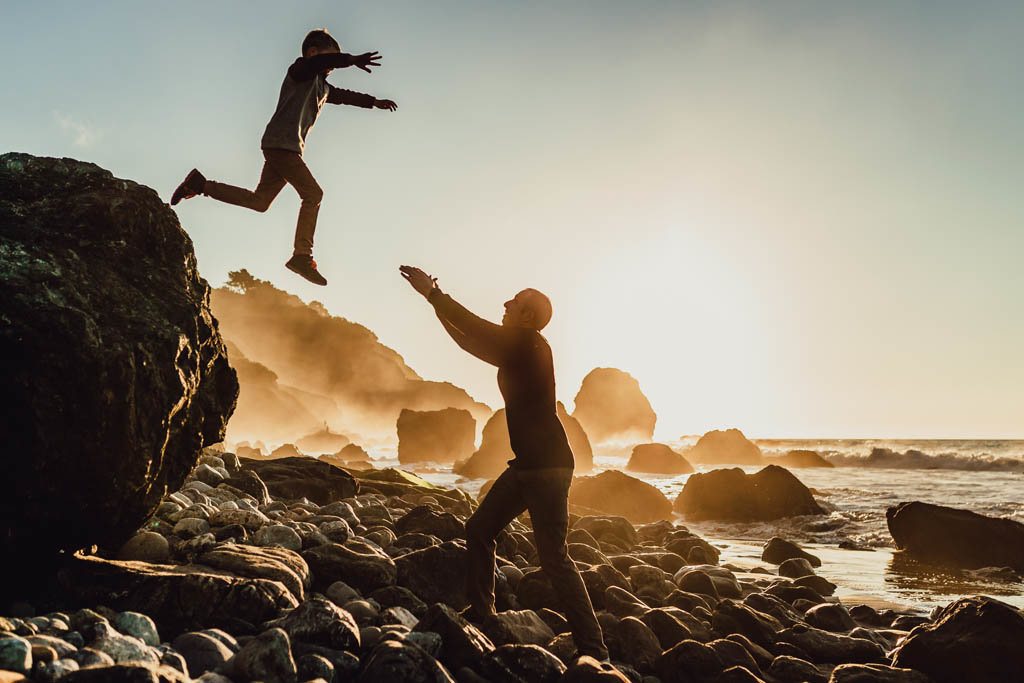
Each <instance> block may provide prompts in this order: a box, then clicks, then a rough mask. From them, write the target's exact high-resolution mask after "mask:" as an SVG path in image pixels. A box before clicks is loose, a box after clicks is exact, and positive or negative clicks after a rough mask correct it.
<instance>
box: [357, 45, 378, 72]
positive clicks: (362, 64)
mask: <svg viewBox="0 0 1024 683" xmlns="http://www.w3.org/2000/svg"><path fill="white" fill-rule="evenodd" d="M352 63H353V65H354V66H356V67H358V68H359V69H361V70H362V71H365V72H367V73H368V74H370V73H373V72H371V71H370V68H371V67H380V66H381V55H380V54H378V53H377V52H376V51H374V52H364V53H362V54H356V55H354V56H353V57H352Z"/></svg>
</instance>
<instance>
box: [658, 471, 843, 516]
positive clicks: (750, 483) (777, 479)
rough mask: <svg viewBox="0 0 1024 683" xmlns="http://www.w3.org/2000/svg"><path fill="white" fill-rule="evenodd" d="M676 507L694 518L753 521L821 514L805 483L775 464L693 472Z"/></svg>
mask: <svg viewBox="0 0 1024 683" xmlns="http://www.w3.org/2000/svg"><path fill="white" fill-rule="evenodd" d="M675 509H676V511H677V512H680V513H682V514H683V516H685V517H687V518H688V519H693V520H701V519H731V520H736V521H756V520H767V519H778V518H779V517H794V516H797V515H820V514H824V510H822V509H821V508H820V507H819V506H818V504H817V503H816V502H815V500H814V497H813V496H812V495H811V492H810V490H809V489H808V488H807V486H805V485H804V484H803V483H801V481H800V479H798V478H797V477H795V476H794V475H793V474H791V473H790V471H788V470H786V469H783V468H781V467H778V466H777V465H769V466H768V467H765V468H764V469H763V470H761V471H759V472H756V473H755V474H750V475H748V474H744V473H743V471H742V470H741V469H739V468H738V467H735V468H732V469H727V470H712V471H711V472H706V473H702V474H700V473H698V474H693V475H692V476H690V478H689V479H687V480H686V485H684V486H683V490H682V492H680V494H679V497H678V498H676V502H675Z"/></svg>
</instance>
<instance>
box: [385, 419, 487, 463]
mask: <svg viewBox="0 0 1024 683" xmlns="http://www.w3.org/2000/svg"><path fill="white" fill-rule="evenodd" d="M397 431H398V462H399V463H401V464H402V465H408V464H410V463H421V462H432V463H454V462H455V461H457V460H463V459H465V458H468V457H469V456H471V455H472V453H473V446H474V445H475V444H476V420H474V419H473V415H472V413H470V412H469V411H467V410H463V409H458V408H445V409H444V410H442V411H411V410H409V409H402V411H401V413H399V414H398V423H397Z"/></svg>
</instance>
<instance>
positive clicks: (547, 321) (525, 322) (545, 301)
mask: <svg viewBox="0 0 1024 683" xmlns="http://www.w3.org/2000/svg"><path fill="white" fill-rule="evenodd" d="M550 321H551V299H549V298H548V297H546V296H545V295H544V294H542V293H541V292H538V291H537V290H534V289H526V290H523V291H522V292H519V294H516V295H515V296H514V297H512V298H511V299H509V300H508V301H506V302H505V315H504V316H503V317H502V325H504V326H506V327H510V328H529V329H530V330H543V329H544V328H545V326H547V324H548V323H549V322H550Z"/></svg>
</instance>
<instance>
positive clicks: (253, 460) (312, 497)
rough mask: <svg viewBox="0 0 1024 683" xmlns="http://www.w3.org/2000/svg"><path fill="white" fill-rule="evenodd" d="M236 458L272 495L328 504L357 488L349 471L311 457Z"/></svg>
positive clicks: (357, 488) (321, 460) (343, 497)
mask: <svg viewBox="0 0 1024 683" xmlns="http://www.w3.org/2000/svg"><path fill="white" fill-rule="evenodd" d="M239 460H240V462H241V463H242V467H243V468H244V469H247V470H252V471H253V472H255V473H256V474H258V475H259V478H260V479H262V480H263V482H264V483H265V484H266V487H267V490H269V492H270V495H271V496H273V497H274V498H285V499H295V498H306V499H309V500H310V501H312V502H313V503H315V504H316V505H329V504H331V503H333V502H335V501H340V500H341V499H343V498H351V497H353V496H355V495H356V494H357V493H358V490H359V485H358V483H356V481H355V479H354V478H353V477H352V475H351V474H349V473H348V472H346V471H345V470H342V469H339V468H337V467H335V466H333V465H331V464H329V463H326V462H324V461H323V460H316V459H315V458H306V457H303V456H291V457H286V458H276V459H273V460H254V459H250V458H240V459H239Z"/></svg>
==
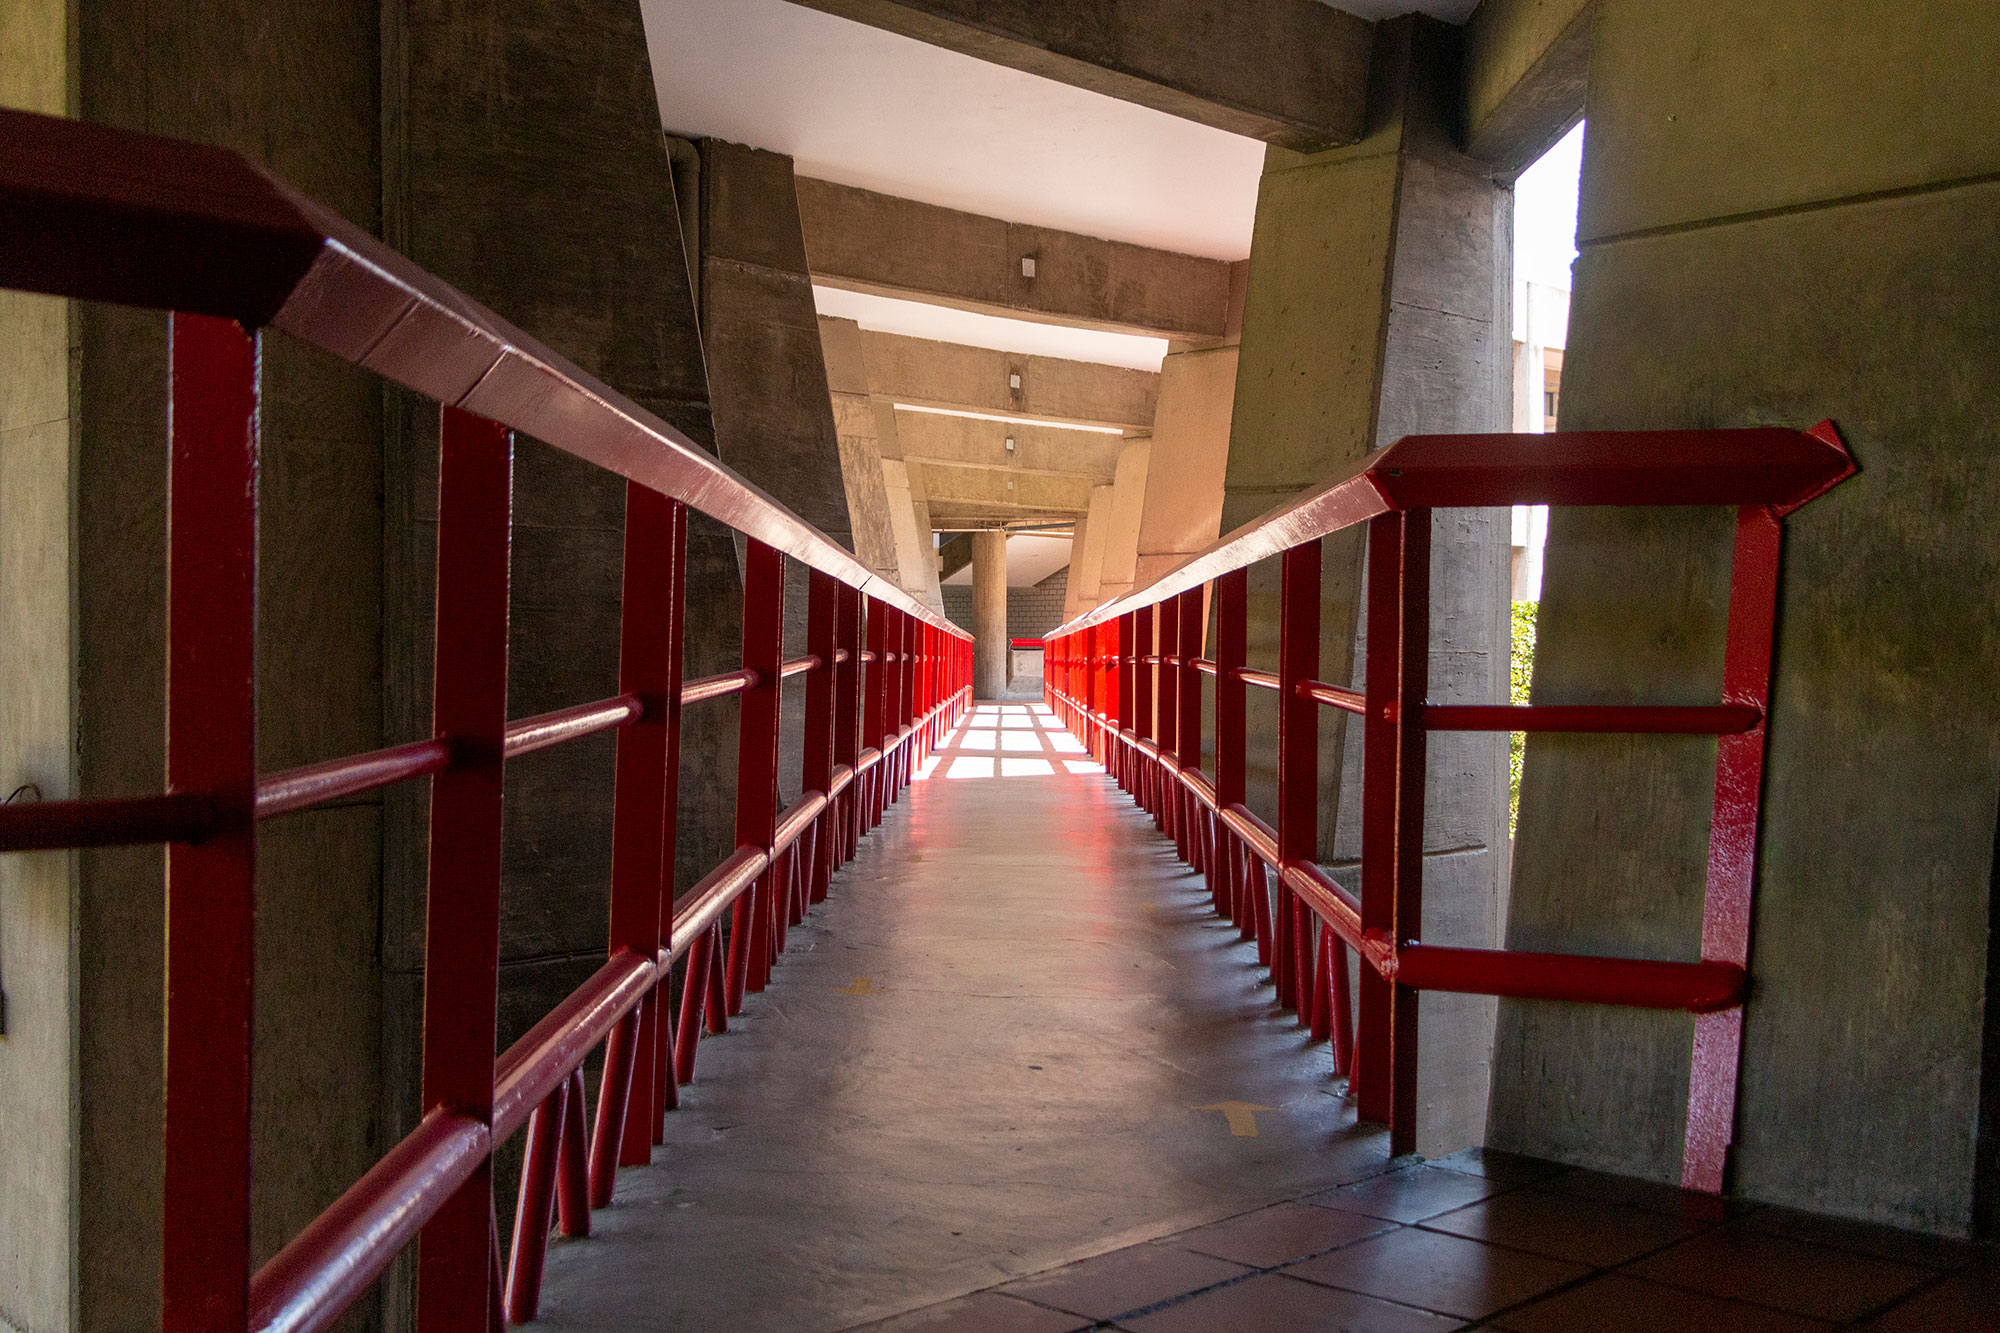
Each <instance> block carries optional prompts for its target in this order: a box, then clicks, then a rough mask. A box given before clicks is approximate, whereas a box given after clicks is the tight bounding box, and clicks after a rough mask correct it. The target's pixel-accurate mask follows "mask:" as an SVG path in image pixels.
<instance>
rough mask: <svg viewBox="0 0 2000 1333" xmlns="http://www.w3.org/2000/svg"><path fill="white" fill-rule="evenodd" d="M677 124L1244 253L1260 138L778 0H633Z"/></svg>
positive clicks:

**INSTRUCTIONS FOR THE TASK:**
Every line that holds the string "correct" must be copied from the records above.

**RESULT:**
Each <instance> block may provide prompts in this order: a box, then clicks, then a rough mask. From them, write the target's exact high-resolution mask after "mask:" as an SVG path in image pixels. A box before clicks is loose, a box after clicks is exact, and positive or negative clicks after a rough mask correct it.
Each <instance> block carries optional prompts for its target in this order: a box, then clicks, then a rough mask. A box given before clicks is approximate, whereas a box given after clicks is the tight bounding box, and clicks after a rough mask correct it. The target's pixel-accurate mask follows "mask:" as an SVG path in image pixels.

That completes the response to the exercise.